Keep the wording of the records intact as you retype them, and omit every image.

(Natural language region descriptions)
^^^^^^^^
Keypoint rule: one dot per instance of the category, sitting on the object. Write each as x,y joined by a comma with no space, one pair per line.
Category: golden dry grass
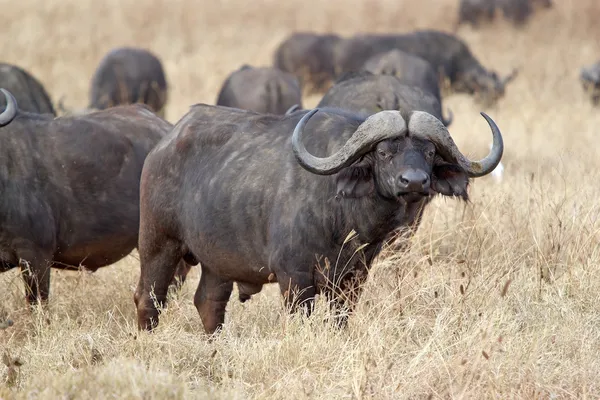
495,300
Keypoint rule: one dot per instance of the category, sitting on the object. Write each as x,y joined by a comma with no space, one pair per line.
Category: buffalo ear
450,180
355,181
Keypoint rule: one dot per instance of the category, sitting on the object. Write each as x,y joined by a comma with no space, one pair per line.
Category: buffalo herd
254,189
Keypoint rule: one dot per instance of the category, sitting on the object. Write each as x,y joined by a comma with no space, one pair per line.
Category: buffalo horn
427,126
378,127
10,111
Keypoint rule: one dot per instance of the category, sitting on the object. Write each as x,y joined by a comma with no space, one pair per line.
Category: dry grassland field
496,299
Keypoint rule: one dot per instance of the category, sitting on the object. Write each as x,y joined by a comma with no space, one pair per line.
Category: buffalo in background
264,90
309,56
126,76
447,54
516,11
366,93
27,90
590,80
70,188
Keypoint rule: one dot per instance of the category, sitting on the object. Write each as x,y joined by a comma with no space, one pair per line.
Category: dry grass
495,300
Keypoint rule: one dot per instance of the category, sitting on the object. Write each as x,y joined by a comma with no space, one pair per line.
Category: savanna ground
498,299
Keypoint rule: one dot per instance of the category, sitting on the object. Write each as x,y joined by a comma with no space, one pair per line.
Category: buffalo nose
413,180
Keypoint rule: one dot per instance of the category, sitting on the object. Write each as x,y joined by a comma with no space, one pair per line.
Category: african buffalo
590,80
29,92
517,11
264,90
472,11
70,188
446,53
366,93
127,76
408,68
239,193
309,56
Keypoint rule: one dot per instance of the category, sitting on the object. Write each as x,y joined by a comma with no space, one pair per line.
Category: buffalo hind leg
183,269
298,292
35,269
211,299
158,265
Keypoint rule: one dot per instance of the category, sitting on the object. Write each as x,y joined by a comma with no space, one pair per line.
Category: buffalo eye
382,153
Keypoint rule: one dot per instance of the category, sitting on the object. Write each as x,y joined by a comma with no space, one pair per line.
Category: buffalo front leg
298,292
181,273
211,299
35,269
344,297
158,264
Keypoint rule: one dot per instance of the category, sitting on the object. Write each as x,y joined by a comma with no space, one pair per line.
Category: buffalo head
486,85
400,160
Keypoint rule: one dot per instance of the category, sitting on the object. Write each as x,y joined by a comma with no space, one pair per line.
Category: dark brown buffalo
70,188
446,53
127,76
366,93
309,56
590,80
239,193
29,92
264,90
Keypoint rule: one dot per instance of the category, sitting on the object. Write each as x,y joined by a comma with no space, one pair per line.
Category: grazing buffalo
70,188
28,91
127,76
446,53
259,198
472,11
264,90
309,56
408,68
590,79
517,11
366,93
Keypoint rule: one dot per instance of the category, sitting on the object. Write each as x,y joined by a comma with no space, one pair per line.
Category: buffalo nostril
413,180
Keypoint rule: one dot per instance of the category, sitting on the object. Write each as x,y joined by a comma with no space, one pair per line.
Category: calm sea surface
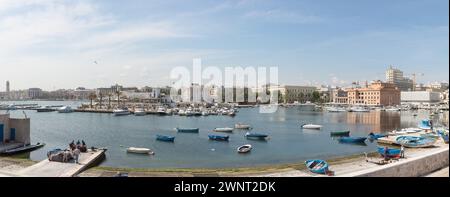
287,142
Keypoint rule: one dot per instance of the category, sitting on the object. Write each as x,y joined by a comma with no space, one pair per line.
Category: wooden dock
48,168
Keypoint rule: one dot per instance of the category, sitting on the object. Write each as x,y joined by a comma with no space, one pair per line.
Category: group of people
74,151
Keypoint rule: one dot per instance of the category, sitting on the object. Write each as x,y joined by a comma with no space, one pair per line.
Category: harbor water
287,142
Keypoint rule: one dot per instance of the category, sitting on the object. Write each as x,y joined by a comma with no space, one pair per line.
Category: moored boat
311,126
390,153
226,130
340,133
140,150
244,148
415,142
187,130
317,166
352,139
218,137
165,138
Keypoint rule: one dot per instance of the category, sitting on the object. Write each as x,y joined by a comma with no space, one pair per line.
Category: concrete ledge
413,167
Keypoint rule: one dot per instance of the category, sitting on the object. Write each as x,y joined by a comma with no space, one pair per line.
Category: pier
48,168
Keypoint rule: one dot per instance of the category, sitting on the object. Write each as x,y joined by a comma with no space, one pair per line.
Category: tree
92,97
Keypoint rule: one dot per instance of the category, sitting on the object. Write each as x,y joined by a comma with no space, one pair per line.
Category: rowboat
249,135
340,133
187,130
311,126
140,150
218,137
352,139
390,152
415,142
244,148
227,130
25,148
242,126
373,136
317,166
165,138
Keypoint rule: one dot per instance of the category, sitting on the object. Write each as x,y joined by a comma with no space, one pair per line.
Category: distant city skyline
55,44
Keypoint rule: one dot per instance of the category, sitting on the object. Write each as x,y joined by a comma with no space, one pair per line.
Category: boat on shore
136,150
22,149
244,148
165,138
340,133
65,109
121,112
355,140
187,130
317,166
415,142
391,153
311,126
225,130
218,137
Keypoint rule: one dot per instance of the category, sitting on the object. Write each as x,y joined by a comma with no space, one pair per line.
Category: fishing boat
187,130
390,153
244,148
340,133
259,136
65,109
22,149
226,130
165,138
415,142
425,124
352,139
140,150
242,126
317,166
140,112
45,109
121,112
311,126
373,136
218,137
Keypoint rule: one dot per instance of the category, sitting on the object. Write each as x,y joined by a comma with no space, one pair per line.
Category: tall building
395,76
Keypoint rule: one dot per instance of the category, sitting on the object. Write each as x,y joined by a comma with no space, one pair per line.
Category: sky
56,44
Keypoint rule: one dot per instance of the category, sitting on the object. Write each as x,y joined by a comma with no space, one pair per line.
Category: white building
420,97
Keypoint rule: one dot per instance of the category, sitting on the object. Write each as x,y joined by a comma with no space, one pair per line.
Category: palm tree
92,96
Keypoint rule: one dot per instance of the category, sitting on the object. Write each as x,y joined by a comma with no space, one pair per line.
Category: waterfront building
14,129
420,97
395,76
375,94
34,93
291,94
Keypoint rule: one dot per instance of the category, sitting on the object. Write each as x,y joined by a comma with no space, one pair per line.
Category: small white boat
140,112
65,109
242,126
228,130
311,126
121,112
140,150
244,148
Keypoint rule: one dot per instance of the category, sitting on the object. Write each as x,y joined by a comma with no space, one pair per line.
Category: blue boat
352,139
390,152
415,142
373,136
425,124
219,137
188,130
317,166
256,136
165,138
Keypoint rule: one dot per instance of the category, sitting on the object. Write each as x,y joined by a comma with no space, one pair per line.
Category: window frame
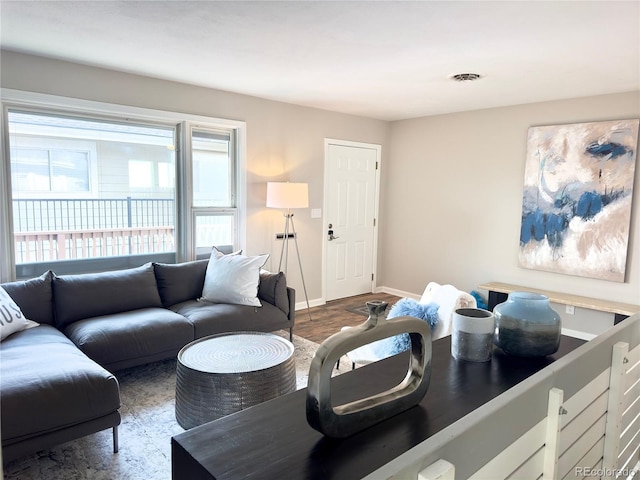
185,238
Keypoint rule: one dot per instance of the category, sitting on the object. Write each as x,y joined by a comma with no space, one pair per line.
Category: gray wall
453,199
451,184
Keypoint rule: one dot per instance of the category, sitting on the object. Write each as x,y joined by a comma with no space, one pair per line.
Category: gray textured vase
526,325
343,420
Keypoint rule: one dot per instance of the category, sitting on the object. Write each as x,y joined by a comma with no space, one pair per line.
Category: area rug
148,423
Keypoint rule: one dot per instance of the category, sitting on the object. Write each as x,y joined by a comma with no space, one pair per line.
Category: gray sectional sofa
56,380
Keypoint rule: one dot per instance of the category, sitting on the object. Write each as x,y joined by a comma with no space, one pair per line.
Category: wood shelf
608,306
^^^^^^^^
Your solution –
Keypoint rule: one dot per instance of the category, sitting on the object. Write each as x,y joined by a comma with no space, one pair per line.
Category: golden dry grass
495,300
Keypoint rule: one dot per instance of the category, sitting on the object. Write each as x,y joined by a comma with no space, one pair per line.
Category: buffalo ear
450,180
355,181
Keypoint rule: one dot per instance of the category, sitting on the object. Write each as x,y joined by a comma with no space, one pair per line.
Category: buffalo herd
254,189
Keypoint rule: one dot per instance of the category, sitting on the object. Write each as x,y joined by a comma with no space, one pair per line.
Category: buffalo horn
427,126
378,127
10,111
Keypoint rule: one dot per instance of the category, sitting on the object. Write each as x,y joined by a comma with no space, one pair per line.
Category: dry grassland field
496,299
Keypoint rule: one dot per instance of the category, sitting on the object. Write each as x,y joined by a comma with no space, one pair per line.
Category: buffalo in background
264,90
309,56
126,76
447,54
516,11
366,93
27,90
590,80
70,188
Keypoint rule: one dot per instance of the category, sitting on the object. Write each as x,y joined by a comma with no space, one pair per line.
Category: dry grass
495,300
Keypoint rule: one dot per instance of the category, sitting on the object. Write each as x,y joined by a comma with no space, one pair per line.
Category: savanna ground
498,299
Keypoint rule: one dot per instance of the category, sitting on the object. Write each as x,y joined by a comma with no space, one pair per line.
Category: buffalo nose
413,180
Keypoint rule: one dot per instance of the category, sitting on the object. Write each as x,y joined by a comma with no space, one pair per line.
Category: african buffalo
590,80
29,92
517,11
264,90
472,11
70,188
446,53
366,93
127,76
408,68
239,193
309,56
Keypoint rule: one dot per instance of the category, sitting on the object. Write each as x,y joined by a comma with no space, one pair per line.
Category: buffalo hind leg
183,269
298,292
35,269
211,299
158,265
Keypoint rule: one dot per instance of the category, sitting on the object. Write each as x,y joined by a comma with no space, one pair per line.
Category: buffalo eye
382,153
Keypoint rule: one dot per instance of the category, sitting on the object. Write each as x,y joined by a comma with no space, one pair per line.
Category: buffalo front leg
298,292
181,273
211,299
35,269
344,297
158,264
Keypoint rule: one dot per instance of the category, sitting on the object. Write each as x,y joined by a comma with no space, one pair per line.
Category: buffalo head
486,85
400,160
Keypoint rule: one dot per instance of the category, sitting on the object. Write each as x,y joined by a comma with no space, one pair per line.
Category: dark brown buffalo
70,188
446,53
127,76
366,93
309,56
590,80
239,193
29,92
264,90
Keypoint rule: one dot per instance of the category, sitting on the object. Write each as x,y joined by a comma with no space, one pair per line.
Category: grazing buffalo
70,188
28,91
127,76
446,53
259,198
472,11
264,90
309,56
408,68
590,79
517,11
366,93
Keypoint rule: one dot per instance of the category, sitting on the object. Write each as x,y joined by a comma with no space, one pair per line.
Category: buffalo nostril
413,180
Keypoint rule: one dot per instance of the category, sitting on the object. Write each as x,y joined by a comma with no space, one pair per line.
Category: calm sea surface
287,142
Keypoint rule: one dot per instance of the category, sitting on the object. Write each as x,y joined by a comma with no space, one pair per line.
Category: wooden dock
48,168
Keypoint rule: one dot per instance of the category, sitting on the object. Write each as x,y joined by a comma with no space, one pair per line.
Category: group of people
74,151
Keypoint rule: one dot per instance of the category, sitting on the object. Write each as x,y joined by a comma with no space, one pair per line.
Category: harbor water
287,142
Keypoint rule: one dot per instance of the category, sitting on the object. Write each as x,y joined by a comma with no space, one pair per line.
Category: moored boat
311,126
390,153
226,130
340,133
140,150
244,148
415,142
187,130
317,166
352,139
218,137
165,138
Keypoint rule: one dot per instance of the category, sitting on the object. Write each as x,y joined by a comma with no space, one pair per line.
Category: concrete ledge
413,167
Keypoint rule: one dot per instance of the category, sitting on the object. Write each as x,y joined by a comma with no space, one pair per line.
Category: pier
48,168
Keypoint rule: one dot per instance of the category, sitting on the object. Write each as x,y joined by a comma with no space, one pair per line.
Category: tree
92,97
Keypoint rule: one dot per instance of the category, sitting on the object. Write each as x,y joined by a comma with no space, one pair per line.
Category: rowboat
249,135
340,133
187,130
311,126
140,150
218,137
352,139
390,152
415,142
244,148
227,130
25,148
242,126
373,136
317,166
165,138
Keypoint rule: one dot per instance of the category, sitting on the object. Write each as x,y joined by a comma with no space, one pair per line.
Category: distant city skyline
55,44
Keypoint rule: one dot per instance of the category, sitting on the object. Write each as x,y joined by a comma with no space, one pair per line.
Category: boat on shore
136,150
22,149
244,148
165,138
340,133
65,109
121,112
355,140
187,130
317,166
415,142
391,153
311,126
225,130
218,137
Keypoint rule: one dot per instance of the category, sitting on the object. Write each as x,y joined by a comma with no space, one pair per line.
Category: fishing boat
187,130
390,153
244,148
340,133
259,136
65,109
22,149
226,130
165,138
415,142
425,124
352,139
140,150
242,126
317,166
140,112
45,109
121,112
311,126
373,136
218,137
Keypoint rule: one dot per instance of the category, sitting on the object. Write each as x,y joined by a comma with no space, one pair per line.
Category: tall building
395,76
Keypoint rule: one dot per instance of the category, sitting on the object. Write each as x,y joined by a comma with no space, one pair per line.
Category: sky
56,44
Keypoint rule: one dot per instance of the category, sitting on the object. Write each as x,y joined by a comma with no space, one pair per line.
Category: white building
420,97
Keypoint rule: one dot per instance of the category, sitting on the object. Write each as x,y joined by a comma with no space, one pair per line.
Category: palm tree
92,96
Keypoint rule: one dot per instance of the category, sitting on the object. Write each as x,y joined by a comma with no space, one pair per line.
Category: waterfront building
14,129
420,97
395,76
375,94
34,93
291,94
Keypoint rule: one dot per instance of the category, sitting on the object. Write each as x,y joined by a comma with no space, one pair per line.
Category: small white boat
140,112
65,109
242,126
228,130
311,126
121,112
140,150
244,148
Keypoint rule: one dot per instance of the category, sitting on the object. Write each as x,y joined by a comma with no space, one pair per line.
Category: blue boat
352,139
390,152
415,142
373,136
425,124
219,137
188,130
317,166
256,136
165,138
Keypoint rule: one dot per instance of the category, sitting on the object. Write each as x,y joined by a comma with no space, one pair per line.
Category: window frame
185,238
Keypoint rule: one dot per instance of the category, sitting on the object. Write each as x,y joined by a comma with no space, one pair per line.
Category: gray wall
453,199
451,184
Keypoint rule: one dot per instance of the category, sitting on the object. Write each as x,y joined by a comma with no space, one pair per line.
Category: gray textured vase
526,325
343,420
Keypoint rule: one dot per instance of the category, sitting on the object. Write each as x,y joined by a comma with no space, one pair per line.
Category: area rug
148,423
Keypoint rule: one dot per instance of the category, sitting on the object. Write each as x,y joined by a comma with no space, one pair per line.
Category: gray sectional sofa
56,380
Keypoint rule: one dot per instance of the category, sitting on the object. Write each as x,y joined by a comma with no space, one pair per line.
Category: wood shelf
608,306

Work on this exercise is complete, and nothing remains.